Items listed in a dataset -

>> START

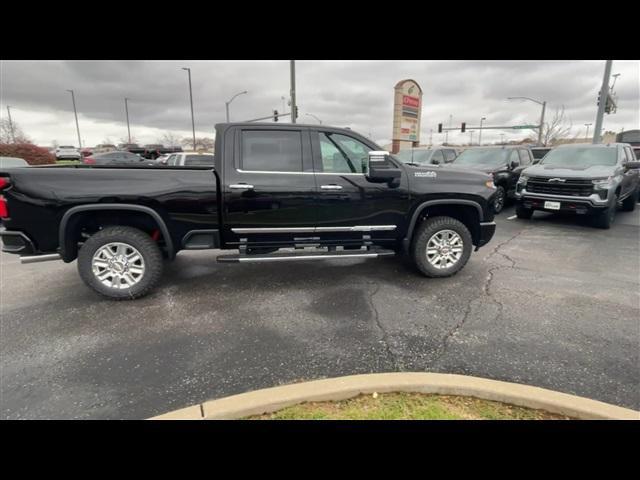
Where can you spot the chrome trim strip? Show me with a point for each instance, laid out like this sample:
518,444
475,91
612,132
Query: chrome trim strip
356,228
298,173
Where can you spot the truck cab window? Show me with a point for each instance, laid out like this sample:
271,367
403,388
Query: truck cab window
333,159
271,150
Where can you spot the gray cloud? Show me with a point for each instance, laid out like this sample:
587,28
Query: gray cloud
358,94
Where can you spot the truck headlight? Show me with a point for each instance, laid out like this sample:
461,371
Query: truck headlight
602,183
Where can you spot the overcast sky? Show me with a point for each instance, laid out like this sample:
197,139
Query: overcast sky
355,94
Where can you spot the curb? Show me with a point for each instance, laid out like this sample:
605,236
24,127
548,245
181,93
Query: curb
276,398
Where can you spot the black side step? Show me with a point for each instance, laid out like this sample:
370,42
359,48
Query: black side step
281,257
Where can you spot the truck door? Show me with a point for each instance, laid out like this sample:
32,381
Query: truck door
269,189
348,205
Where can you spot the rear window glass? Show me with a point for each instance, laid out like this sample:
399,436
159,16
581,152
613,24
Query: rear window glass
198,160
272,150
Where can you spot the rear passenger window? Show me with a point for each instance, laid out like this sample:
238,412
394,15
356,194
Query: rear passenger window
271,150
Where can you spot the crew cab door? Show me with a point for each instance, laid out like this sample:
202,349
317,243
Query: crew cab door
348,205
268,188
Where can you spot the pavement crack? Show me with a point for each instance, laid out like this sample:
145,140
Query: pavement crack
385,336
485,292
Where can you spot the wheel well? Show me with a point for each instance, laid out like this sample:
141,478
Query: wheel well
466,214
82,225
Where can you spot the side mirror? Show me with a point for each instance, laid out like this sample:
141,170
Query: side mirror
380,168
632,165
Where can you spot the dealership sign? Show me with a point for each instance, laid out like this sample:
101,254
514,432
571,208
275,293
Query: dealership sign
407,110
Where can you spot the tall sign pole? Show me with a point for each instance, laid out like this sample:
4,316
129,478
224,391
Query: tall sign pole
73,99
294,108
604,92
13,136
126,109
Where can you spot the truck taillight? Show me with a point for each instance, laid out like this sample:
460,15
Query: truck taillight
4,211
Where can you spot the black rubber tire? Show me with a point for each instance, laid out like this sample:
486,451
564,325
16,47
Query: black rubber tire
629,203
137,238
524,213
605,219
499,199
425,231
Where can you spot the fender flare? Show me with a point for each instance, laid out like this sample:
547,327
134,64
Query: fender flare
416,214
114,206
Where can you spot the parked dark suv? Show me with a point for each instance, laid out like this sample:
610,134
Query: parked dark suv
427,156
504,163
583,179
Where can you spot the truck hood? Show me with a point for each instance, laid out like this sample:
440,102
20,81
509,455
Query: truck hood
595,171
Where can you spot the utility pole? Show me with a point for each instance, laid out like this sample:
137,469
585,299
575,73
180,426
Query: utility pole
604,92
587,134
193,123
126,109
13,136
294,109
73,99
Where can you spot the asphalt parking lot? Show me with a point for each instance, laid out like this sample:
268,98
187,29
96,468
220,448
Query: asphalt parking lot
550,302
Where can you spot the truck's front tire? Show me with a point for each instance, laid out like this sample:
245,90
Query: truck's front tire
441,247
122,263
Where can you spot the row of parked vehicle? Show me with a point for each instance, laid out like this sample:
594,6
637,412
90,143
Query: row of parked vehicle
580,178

>> END
>> START

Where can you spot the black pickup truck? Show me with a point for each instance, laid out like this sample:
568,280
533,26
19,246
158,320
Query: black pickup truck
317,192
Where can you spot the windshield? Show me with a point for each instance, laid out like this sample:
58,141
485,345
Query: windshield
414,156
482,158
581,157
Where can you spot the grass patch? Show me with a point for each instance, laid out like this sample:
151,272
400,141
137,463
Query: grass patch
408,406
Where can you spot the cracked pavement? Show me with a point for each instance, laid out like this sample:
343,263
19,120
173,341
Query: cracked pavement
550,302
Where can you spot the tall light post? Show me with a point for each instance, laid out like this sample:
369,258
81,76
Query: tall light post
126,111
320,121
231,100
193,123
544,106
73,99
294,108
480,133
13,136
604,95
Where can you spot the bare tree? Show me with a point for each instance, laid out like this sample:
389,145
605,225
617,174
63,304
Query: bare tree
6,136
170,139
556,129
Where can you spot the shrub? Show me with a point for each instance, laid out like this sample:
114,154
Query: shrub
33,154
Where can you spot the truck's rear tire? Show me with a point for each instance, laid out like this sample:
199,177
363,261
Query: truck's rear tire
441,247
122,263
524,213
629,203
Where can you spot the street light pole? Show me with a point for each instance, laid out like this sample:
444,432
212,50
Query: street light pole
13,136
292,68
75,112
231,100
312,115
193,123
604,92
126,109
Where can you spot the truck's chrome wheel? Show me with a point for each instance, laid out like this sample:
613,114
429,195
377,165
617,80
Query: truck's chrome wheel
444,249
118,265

>> END

Count the lines of the listing above that contain the string "headlight". Give only the number.

Response to this task -
2